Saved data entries
#####
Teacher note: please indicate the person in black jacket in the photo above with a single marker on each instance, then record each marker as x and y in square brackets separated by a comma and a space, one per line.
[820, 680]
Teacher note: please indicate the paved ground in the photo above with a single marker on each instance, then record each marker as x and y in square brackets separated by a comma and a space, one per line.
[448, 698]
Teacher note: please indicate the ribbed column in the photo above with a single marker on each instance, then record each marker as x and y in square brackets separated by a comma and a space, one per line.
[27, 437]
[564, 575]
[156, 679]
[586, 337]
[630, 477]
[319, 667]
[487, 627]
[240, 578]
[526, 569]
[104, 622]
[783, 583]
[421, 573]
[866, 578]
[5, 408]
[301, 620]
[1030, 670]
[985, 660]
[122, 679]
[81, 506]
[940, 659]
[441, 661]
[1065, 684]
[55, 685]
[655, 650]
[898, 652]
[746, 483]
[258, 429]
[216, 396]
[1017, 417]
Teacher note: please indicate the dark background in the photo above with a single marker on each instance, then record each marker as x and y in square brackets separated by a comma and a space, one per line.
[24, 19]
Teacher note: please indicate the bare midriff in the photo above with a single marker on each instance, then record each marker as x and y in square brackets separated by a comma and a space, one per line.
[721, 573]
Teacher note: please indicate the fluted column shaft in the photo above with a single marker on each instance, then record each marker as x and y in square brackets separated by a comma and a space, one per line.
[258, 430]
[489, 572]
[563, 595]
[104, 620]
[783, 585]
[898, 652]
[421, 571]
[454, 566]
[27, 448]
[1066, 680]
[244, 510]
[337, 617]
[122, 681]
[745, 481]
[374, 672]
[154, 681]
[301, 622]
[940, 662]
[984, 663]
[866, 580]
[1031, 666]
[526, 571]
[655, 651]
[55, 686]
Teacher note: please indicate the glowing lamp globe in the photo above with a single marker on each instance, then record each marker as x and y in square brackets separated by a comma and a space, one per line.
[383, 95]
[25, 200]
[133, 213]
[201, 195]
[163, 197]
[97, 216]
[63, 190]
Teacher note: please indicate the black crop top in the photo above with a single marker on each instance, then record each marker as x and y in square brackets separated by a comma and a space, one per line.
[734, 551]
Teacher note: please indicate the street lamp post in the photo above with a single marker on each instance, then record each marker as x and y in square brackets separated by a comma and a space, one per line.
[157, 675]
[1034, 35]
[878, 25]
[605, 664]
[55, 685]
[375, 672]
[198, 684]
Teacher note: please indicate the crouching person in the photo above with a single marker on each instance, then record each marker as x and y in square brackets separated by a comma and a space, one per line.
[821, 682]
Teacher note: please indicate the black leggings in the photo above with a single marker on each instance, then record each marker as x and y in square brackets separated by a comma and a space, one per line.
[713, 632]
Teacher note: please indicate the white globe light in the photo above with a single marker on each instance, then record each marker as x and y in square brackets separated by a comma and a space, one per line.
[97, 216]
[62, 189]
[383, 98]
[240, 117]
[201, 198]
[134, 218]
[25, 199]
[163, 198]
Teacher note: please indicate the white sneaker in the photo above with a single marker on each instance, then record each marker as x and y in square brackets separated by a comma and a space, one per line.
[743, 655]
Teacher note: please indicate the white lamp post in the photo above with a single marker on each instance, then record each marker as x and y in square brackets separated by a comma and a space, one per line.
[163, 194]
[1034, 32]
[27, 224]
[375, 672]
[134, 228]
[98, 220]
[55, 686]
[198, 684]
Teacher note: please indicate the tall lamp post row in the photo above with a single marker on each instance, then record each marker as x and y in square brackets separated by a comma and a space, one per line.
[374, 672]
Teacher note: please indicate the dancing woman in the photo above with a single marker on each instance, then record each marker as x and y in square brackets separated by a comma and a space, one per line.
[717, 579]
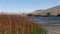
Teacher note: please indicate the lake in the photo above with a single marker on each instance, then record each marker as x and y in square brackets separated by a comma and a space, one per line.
[47, 19]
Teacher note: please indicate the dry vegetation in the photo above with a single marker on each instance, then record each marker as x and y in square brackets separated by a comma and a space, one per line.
[16, 24]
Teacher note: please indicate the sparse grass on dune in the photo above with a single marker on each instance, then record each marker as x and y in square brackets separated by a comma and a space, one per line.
[17, 24]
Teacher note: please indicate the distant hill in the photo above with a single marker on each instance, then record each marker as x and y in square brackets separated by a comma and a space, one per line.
[54, 11]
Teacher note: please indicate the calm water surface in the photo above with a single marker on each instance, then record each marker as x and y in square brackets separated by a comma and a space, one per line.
[47, 19]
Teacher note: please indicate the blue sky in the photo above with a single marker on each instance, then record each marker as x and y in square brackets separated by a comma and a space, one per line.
[20, 6]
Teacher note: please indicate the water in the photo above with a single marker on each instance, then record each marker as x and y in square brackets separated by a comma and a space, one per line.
[47, 19]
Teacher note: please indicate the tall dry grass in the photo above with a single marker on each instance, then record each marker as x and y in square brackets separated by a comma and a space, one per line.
[16, 24]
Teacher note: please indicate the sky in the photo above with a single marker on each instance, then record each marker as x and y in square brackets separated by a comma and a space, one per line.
[20, 6]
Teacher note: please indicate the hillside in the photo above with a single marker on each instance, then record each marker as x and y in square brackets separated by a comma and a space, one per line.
[54, 11]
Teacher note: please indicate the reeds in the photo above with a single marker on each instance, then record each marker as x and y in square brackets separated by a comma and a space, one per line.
[16, 24]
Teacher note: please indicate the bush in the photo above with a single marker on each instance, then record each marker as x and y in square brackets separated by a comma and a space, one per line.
[58, 15]
[17, 24]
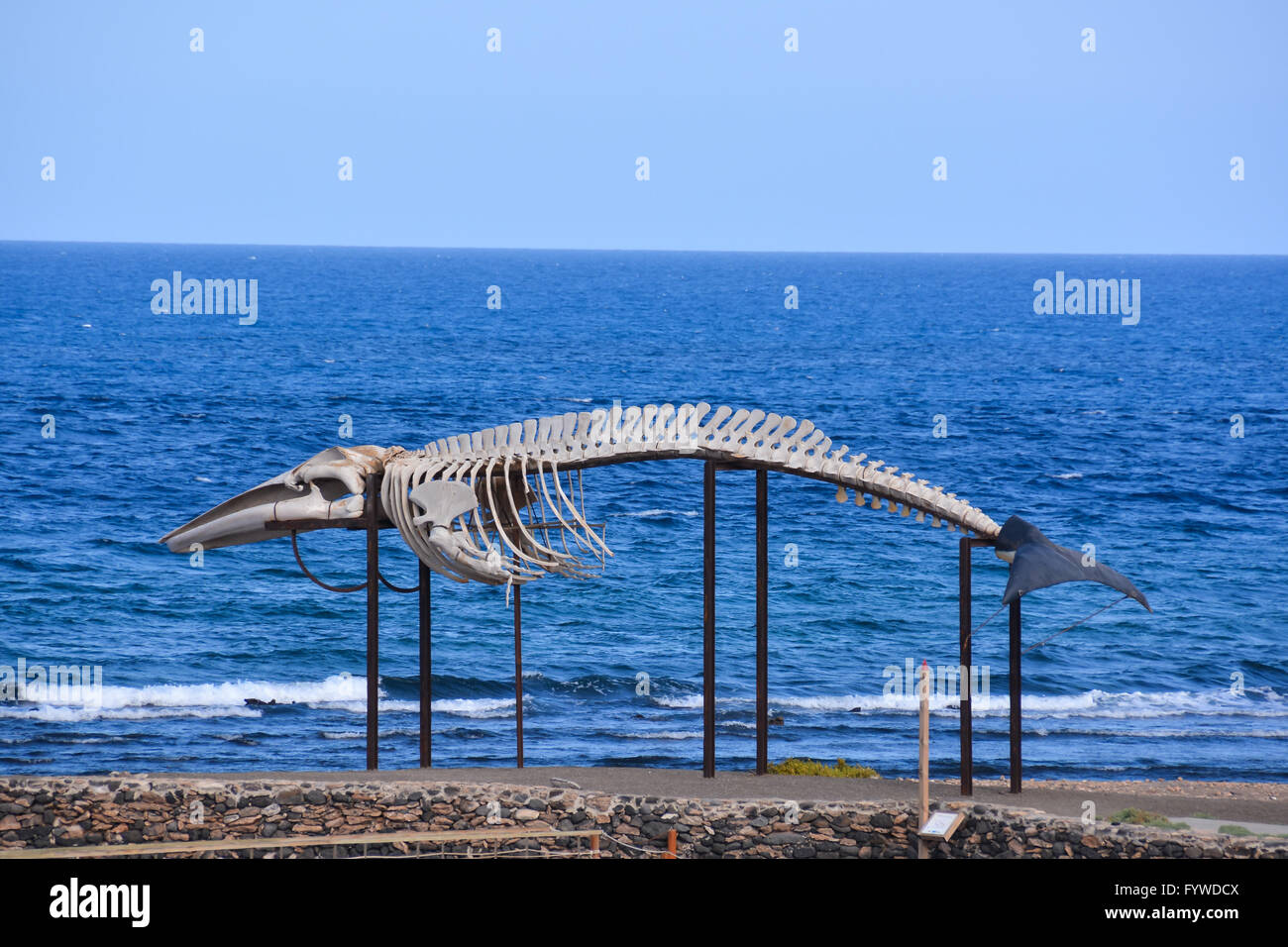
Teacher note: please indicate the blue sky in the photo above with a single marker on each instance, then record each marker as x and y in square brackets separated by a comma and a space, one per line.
[1048, 149]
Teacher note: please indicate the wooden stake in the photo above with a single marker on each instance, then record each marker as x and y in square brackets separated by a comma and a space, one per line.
[923, 763]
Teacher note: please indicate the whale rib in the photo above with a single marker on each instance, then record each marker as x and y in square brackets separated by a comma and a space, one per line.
[506, 504]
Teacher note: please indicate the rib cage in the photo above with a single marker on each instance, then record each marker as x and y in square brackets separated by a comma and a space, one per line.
[515, 474]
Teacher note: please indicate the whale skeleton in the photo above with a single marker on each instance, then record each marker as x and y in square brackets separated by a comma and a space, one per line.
[505, 505]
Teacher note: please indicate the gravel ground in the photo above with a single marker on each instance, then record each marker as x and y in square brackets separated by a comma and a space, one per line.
[1234, 801]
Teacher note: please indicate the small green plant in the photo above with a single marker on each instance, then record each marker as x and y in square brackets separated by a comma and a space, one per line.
[1140, 817]
[803, 767]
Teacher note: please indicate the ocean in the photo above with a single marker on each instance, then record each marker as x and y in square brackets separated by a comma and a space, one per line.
[1162, 444]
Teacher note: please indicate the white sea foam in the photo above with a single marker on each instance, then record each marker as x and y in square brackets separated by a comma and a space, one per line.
[656, 513]
[1257, 702]
[660, 735]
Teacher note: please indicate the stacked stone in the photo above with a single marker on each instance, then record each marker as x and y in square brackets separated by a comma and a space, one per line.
[42, 812]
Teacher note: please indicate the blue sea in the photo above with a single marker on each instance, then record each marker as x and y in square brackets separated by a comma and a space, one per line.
[1098, 432]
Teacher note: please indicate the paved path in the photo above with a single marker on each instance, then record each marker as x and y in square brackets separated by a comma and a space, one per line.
[1260, 806]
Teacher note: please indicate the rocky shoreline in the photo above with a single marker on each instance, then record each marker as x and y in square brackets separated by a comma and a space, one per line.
[68, 812]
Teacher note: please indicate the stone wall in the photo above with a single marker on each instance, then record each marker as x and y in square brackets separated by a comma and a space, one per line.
[94, 810]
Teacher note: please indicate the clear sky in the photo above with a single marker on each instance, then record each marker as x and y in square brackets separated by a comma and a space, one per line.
[750, 147]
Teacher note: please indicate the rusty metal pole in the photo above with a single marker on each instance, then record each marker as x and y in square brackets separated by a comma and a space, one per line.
[518, 677]
[426, 750]
[373, 510]
[708, 620]
[964, 630]
[761, 622]
[1016, 696]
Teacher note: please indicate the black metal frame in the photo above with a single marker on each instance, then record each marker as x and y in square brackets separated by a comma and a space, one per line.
[373, 522]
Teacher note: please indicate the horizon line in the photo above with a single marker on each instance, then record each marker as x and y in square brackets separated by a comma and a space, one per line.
[657, 250]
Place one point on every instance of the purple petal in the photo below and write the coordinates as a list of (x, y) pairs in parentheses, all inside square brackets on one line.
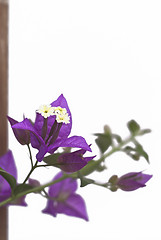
[(22, 136), (7, 163), (27, 125), (50, 209), (66, 128), (73, 206), (74, 141), (132, 181)]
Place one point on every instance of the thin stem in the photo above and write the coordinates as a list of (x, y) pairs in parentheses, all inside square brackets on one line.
[(32, 169), (30, 154), (65, 176)]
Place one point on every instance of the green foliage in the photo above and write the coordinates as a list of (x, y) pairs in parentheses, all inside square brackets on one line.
[(103, 141), (136, 152), (133, 127), (22, 188)]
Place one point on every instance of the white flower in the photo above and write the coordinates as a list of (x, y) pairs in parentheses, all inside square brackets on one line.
[(46, 111)]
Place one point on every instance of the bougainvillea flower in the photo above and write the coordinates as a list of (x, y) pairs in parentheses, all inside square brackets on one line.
[(64, 200), (23, 137), (72, 162), (51, 129), (7, 163), (132, 181)]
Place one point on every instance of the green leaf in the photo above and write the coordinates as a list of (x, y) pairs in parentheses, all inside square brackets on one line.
[(104, 141), (90, 168), (86, 181), (52, 159), (22, 188), (117, 137), (144, 131), (141, 152), (133, 127), (9, 178)]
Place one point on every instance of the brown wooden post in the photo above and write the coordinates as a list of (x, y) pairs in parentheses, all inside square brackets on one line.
[(3, 101)]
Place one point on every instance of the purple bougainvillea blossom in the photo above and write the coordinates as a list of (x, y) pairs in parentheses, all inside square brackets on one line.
[(72, 162), (51, 129), (132, 181), (7, 163), (22, 136), (64, 200)]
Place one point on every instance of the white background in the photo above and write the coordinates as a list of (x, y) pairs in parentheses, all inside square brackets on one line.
[(105, 57)]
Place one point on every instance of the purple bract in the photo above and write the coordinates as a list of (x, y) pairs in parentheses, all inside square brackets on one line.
[(64, 200), (7, 163), (51, 129), (132, 181)]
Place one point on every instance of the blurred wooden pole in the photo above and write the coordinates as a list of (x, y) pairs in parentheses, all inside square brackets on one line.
[(3, 102)]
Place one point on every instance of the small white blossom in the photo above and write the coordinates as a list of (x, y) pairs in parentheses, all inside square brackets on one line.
[(46, 111), (61, 115)]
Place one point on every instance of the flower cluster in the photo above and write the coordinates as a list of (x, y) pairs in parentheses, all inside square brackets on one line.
[(50, 135)]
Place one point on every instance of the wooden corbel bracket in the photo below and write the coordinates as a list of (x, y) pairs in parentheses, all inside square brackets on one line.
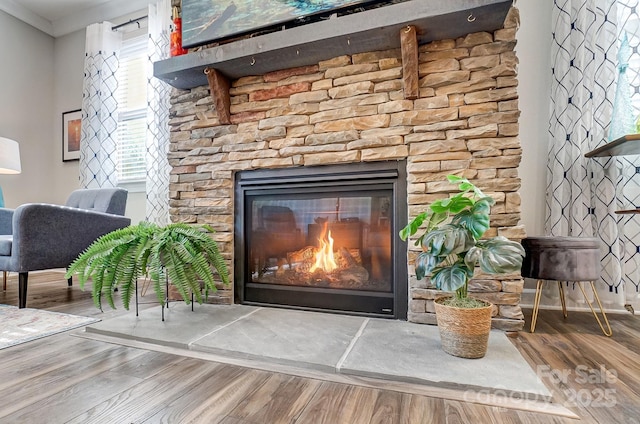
[(409, 49), (219, 90)]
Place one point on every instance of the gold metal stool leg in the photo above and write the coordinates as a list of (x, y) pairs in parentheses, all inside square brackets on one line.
[(604, 316), (536, 305), (562, 300)]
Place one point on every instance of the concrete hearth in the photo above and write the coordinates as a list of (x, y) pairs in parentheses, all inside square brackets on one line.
[(394, 351)]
#####
● Action item
Please retype only the lines from the line that holds "Place one point on every instance of the purple bougainvillea" through the end of the records, exactly as they stand, and drop every picture.

● Solution
Place one point on every instance of the purple bougainvillea blossom in the photo above and write the coordinates as a list of (x, y) pairs in parentheses, all inside square brackets on one line.
[(72, 162), (51, 129), (132, 181), (7, 163), (22, 136), (64, 200)]
Place one point on every instance of the white background in the photo above and write the coordinates as a list of (x, y) pairs in parentheses, all inside square brackets on one line.
[(105, 57)]
Place one point on every instance of the purple bract in the photo above and write the coordinates as a list of (x, y) pairs in parentheses, all inside square brackets on one line.
[(64, 200), (7, 163), (51, 129), (132, 181)]
Place one point on every instance of the blurred wooden pole in the photo above and write the coordinates as a list of (x, y) pairs in parentheses, all inside square brackets on one line.
[(3, 102)]
Place one point on every instance of the small white blossom in the photo above and write the coordinates as a list of (x, y) pairs in parentheses, all inside square brackets on one line.
[(46, 111), (61, 115)]
Place one point on every instance of the flower cluster in the photo above and write the coordinates as a list of (x, y) pairs in parentheses, all inside square brackets on one line.
[(50, 135)]
Place one point on every instance of the wooden corbel bracket in the photo below and write the coordinates as a list of (x, y) pairs in parentheses, all inside square brackets on one line.
[(409, 49), (219, 90)]
Place one point on every instance of the gold metal stool leg in the photo above and write the coordinates as a list of (x, y) pairs in parentheses, all inside square brackets on one line.
[(604, 316), (536, 305), (562, 300)]
Place one point on every instance of the concrete hearth in the photo above and write the coordinates as a list of (x, y) pairs in parentheses, all inside square brackets on one line.
[(394, 351)]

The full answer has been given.